[Segmentation mask data]
►

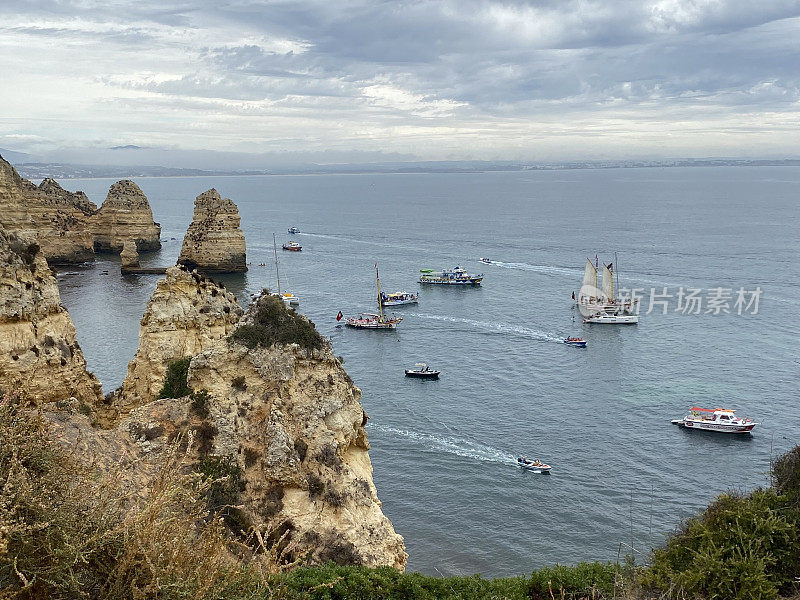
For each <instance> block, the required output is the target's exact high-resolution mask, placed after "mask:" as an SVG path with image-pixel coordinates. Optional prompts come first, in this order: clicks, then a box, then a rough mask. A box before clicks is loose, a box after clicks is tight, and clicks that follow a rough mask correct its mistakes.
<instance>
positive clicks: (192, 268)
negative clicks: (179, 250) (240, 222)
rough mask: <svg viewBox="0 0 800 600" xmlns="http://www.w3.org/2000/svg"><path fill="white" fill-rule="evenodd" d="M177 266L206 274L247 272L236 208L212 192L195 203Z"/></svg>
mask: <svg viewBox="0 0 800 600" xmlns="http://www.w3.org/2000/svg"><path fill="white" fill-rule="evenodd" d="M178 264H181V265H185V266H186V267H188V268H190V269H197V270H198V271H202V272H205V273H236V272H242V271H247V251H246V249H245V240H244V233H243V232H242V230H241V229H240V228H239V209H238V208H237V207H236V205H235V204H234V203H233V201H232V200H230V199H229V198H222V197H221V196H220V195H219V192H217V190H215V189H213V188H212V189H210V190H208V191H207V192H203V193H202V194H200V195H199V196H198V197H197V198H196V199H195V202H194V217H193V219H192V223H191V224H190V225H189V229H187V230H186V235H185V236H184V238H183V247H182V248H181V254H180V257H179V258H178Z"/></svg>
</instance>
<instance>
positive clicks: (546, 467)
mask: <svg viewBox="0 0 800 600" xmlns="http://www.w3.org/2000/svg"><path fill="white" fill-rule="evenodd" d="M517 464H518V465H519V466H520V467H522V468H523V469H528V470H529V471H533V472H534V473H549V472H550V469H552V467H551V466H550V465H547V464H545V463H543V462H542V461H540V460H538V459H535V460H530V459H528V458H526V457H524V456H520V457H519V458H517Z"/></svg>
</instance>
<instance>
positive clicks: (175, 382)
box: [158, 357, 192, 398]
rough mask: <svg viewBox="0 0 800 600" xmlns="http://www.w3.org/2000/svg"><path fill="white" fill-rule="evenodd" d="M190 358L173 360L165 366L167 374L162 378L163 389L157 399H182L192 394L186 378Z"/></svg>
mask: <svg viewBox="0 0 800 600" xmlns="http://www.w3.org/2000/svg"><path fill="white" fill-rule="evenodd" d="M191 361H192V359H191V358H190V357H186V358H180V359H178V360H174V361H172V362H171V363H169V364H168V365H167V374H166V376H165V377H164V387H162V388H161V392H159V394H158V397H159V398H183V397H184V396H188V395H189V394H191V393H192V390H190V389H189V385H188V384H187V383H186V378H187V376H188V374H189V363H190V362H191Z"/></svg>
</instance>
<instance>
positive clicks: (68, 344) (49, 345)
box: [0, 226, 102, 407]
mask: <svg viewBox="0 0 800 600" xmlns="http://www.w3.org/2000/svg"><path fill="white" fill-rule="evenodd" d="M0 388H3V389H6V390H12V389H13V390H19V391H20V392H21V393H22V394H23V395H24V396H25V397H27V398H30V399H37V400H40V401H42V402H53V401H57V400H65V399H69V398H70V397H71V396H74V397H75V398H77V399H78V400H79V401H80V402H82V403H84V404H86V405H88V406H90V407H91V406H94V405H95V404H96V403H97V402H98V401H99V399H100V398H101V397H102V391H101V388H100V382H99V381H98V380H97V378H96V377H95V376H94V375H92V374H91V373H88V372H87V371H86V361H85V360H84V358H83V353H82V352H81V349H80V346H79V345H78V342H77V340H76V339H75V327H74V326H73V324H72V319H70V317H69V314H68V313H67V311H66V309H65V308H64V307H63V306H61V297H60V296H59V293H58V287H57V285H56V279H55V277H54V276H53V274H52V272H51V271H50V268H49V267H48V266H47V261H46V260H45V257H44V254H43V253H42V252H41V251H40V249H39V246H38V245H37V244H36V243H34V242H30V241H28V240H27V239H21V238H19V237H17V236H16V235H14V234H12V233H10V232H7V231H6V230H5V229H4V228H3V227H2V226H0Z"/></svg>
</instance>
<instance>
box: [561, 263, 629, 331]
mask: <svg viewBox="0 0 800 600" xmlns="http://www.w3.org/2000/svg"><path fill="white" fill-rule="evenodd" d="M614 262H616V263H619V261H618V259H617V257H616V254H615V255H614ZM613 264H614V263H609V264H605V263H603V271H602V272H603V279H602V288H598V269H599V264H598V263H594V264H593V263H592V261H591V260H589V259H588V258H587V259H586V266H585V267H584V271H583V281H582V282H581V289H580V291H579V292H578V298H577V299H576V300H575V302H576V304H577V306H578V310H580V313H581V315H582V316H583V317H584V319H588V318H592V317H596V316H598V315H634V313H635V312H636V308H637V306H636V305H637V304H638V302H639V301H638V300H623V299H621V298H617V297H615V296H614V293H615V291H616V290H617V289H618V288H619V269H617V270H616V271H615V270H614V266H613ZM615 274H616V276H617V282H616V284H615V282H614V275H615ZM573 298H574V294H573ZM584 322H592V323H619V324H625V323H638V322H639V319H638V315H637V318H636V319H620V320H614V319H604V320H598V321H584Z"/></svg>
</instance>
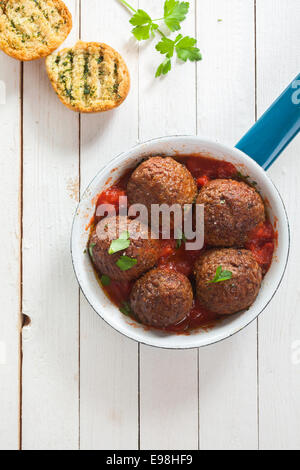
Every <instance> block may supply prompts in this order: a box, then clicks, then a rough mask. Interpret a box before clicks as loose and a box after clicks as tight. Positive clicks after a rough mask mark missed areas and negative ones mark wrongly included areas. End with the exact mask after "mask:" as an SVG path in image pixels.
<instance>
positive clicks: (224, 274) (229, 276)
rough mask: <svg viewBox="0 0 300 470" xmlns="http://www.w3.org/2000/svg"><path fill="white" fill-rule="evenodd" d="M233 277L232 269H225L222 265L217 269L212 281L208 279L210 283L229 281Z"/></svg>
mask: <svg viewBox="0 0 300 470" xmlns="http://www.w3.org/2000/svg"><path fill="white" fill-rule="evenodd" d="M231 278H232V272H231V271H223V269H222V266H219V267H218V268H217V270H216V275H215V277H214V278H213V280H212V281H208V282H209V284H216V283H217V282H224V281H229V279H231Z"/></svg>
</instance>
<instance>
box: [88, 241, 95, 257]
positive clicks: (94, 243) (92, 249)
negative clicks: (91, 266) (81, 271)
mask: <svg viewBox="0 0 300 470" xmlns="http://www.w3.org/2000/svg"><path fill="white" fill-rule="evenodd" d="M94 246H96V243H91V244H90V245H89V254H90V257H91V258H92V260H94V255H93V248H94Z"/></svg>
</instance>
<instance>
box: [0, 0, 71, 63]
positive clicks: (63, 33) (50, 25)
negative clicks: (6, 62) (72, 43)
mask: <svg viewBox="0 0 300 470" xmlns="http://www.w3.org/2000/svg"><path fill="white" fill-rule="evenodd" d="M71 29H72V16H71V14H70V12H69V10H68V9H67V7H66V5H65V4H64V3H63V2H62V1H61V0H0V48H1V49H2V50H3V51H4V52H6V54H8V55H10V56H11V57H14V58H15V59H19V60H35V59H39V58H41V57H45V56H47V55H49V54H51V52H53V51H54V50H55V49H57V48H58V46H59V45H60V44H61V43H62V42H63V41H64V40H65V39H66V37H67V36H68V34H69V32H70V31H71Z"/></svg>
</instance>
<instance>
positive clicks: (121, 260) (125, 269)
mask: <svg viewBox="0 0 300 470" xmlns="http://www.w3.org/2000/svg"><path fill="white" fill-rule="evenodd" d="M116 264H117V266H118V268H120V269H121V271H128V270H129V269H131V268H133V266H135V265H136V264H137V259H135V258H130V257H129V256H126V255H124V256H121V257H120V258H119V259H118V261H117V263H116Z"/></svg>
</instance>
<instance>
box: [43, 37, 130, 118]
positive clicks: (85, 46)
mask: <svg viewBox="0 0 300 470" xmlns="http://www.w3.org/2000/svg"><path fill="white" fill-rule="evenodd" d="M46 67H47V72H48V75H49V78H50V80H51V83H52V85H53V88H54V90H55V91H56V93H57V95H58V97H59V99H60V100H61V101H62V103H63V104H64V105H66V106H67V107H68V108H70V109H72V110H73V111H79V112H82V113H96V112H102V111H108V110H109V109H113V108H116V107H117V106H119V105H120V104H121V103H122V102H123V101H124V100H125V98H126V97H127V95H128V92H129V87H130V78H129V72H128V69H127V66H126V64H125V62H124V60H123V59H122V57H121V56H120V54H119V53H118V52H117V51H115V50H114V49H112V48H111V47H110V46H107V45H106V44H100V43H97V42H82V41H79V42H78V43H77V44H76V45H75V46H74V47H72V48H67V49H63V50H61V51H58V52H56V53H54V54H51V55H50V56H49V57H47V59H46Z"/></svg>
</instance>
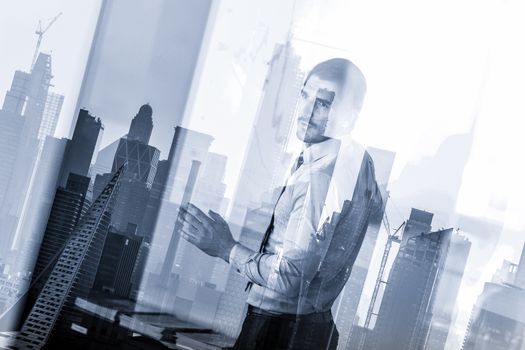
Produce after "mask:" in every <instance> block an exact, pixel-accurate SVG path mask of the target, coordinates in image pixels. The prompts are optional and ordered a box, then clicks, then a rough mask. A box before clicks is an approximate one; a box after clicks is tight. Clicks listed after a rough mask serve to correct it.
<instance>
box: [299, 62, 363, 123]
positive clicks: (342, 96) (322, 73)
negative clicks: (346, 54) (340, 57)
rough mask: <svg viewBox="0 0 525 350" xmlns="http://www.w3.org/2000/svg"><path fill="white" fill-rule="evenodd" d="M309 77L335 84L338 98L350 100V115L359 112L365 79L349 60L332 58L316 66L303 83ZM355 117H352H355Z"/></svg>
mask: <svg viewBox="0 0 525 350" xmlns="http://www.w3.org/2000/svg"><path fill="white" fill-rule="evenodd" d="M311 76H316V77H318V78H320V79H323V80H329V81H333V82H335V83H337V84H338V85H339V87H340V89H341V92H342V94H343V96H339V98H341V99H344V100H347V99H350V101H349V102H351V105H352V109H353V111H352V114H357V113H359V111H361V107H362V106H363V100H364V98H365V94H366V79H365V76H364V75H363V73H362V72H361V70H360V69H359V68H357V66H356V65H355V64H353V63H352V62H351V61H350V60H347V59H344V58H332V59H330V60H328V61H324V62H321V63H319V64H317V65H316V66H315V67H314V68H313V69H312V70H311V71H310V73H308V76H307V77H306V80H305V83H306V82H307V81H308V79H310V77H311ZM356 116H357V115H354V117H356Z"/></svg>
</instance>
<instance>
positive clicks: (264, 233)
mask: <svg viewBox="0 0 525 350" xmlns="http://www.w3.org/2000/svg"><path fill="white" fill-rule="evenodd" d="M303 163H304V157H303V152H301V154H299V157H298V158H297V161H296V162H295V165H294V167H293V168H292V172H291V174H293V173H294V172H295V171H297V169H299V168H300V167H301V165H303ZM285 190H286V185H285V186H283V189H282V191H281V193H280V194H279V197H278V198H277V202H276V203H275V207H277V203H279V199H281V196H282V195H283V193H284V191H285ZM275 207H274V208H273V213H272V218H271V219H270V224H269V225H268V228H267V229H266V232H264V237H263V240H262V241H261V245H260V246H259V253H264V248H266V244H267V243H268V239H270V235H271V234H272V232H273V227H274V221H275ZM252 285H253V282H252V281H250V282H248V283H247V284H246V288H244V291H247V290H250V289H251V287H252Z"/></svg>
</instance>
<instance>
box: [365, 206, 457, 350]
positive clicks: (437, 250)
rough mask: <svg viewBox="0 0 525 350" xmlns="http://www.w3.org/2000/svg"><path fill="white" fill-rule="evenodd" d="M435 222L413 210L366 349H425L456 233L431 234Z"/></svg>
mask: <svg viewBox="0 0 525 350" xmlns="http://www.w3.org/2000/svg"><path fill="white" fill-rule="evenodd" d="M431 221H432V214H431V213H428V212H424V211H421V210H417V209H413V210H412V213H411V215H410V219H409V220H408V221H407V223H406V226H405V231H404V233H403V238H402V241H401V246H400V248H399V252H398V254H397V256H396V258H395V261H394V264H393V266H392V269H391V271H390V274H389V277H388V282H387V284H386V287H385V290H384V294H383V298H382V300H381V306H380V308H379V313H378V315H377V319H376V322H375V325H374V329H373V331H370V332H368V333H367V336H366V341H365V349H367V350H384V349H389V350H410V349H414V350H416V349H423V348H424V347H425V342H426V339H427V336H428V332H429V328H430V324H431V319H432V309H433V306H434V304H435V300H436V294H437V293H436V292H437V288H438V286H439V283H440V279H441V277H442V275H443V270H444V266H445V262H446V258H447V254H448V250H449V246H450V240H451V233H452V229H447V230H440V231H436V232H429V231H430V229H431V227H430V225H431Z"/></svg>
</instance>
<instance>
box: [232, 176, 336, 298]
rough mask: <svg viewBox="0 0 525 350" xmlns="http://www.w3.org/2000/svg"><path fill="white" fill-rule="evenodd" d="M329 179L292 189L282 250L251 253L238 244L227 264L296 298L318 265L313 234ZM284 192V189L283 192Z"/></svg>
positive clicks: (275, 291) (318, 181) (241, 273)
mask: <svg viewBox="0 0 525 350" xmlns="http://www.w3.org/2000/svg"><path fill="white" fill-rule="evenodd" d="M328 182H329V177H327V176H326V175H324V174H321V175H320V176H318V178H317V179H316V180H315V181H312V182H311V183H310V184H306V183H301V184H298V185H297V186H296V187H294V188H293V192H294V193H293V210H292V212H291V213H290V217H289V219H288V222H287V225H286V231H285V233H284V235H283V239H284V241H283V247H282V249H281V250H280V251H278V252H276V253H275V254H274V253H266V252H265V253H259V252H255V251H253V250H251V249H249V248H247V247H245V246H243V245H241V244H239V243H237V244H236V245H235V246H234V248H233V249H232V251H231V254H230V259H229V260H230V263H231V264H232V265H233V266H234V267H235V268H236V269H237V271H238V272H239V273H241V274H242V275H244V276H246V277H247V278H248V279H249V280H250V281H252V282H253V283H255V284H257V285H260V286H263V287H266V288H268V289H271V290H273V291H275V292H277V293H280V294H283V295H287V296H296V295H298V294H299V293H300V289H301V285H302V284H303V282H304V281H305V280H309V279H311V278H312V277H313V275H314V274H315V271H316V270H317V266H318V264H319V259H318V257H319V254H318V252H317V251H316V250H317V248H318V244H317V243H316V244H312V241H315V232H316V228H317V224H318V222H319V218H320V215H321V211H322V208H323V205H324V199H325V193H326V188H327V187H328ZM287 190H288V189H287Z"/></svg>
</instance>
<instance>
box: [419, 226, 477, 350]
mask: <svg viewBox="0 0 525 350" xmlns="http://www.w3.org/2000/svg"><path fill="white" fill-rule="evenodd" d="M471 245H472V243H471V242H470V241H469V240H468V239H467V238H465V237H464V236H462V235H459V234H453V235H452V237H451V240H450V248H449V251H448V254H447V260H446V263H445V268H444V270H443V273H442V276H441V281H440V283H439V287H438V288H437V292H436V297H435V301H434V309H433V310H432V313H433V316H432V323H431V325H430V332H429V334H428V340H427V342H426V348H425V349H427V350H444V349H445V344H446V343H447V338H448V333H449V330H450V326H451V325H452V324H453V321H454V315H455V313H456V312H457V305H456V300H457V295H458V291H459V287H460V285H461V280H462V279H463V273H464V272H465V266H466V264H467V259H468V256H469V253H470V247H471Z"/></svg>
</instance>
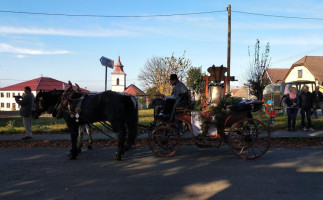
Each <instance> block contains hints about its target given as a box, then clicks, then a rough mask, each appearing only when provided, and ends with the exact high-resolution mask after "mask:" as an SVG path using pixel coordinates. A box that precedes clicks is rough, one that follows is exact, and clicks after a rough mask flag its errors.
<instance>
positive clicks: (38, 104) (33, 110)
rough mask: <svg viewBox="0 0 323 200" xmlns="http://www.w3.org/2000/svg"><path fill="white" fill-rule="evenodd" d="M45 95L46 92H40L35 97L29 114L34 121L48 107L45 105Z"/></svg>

◄

*GOAL OF THE EXERCISE*
Show every line of the listing above that contains the word "listed". Copy each of those lines in full, and treat uppercase and lowercase letters as different.

*EXERCISE RESPONSE*
Produce after "mask:" in every <instance> block an exact, pixel-accurate SVG path mask of the target, coordinates in image pixels. The prompts are optional and ordered a box, then clicks, then a rough mask. A box before clicks is an approximate one; a box after clicks is tight. Clicks listed after a rough mask serve to correct it.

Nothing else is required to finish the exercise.